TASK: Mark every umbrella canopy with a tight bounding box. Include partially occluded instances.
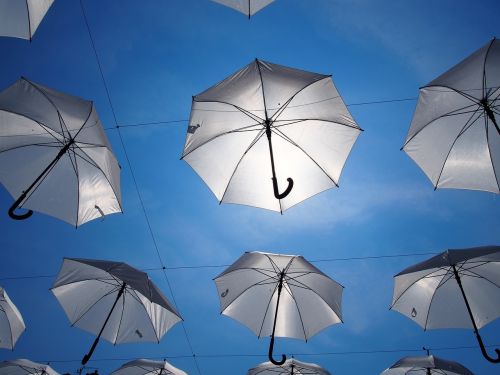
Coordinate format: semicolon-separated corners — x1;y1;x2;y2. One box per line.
0;0;54;40
0;287;26;349
0;78;121;226
214;252;343;365
111;359;187;375
182;60;361;212
51;258;182;363
403;39;500;193
212;0;274;18
247;358;330;375
0;359;59;375
381;355;474;375
391;246;500;362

* TASK BRIEF:
Convert every line of the rows above into a Markdown table with the columns No. and Line, numbering each line and skipping blank lines. Leave the pictures out of the table.

* TASK RESULT:
| No. | Line |
|---|---|
| 1 | TASK: Mark every umbrella canopy with a tight bounding box. Include partially occluded instances. |
| 2 | Coordinate format: semicolon-separated corners — x1;y1;x2;y2. One box per line. |
| 3 | 0;0;54;40 |
| 4 | 0;287;26;349 |
| 5 | 0;78;121;226 |
| 6 | 214;252;343;365 |
| 7 | 111;359;187;375 |
| 8 | 182;60;361;212 |
| 9 | 51;258;182;363 |
| 10 | 403;39;500;193 |
| 11 | 212;0;274;18 |
| 12 | 247;358;330;375 |
| 13 | 0;359;59;375 |
| 14 | 381;355;474;375 |
| 15 | 391;246;500;362 |